- _MATERIAL FOR THIS TASK_
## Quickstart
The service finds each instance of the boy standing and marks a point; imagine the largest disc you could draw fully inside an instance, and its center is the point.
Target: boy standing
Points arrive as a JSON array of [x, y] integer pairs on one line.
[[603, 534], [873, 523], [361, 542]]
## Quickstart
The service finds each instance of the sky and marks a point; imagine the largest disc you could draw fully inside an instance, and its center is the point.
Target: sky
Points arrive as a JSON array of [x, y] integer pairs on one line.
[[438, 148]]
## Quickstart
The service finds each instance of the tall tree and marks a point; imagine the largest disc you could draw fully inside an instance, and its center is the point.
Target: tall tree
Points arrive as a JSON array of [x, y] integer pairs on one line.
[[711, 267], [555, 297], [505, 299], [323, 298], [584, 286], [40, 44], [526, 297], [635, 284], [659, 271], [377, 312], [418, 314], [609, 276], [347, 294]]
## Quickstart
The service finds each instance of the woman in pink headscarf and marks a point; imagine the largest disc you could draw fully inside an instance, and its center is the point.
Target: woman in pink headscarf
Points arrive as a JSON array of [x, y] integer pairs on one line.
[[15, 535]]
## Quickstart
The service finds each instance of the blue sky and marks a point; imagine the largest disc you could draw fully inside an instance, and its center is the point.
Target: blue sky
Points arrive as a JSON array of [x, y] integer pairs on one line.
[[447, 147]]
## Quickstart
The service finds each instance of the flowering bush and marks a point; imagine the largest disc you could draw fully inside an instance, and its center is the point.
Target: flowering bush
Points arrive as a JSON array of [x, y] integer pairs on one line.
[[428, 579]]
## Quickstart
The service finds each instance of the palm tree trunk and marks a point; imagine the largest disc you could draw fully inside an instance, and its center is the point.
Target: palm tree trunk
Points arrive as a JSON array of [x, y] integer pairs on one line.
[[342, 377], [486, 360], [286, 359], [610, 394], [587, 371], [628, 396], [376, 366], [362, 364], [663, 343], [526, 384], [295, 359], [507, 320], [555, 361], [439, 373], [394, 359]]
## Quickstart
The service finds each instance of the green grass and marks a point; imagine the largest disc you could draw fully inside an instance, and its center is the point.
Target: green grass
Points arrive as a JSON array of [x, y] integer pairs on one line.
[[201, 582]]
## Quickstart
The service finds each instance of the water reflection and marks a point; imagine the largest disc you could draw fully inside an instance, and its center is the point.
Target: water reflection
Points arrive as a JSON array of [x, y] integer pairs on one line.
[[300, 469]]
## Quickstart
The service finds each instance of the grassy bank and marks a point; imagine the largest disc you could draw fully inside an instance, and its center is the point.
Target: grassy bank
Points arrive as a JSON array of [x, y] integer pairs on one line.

- _TASK INSTRUCTIONS_
Please go through the data and copy each line containing the word "blue".

- _WRITTEN RESPONSE_
The service finds each instance of the blue sky and marks a point; imagine the largest disc you could draw fully inside an instance, and its center is the point.
Target: blue sky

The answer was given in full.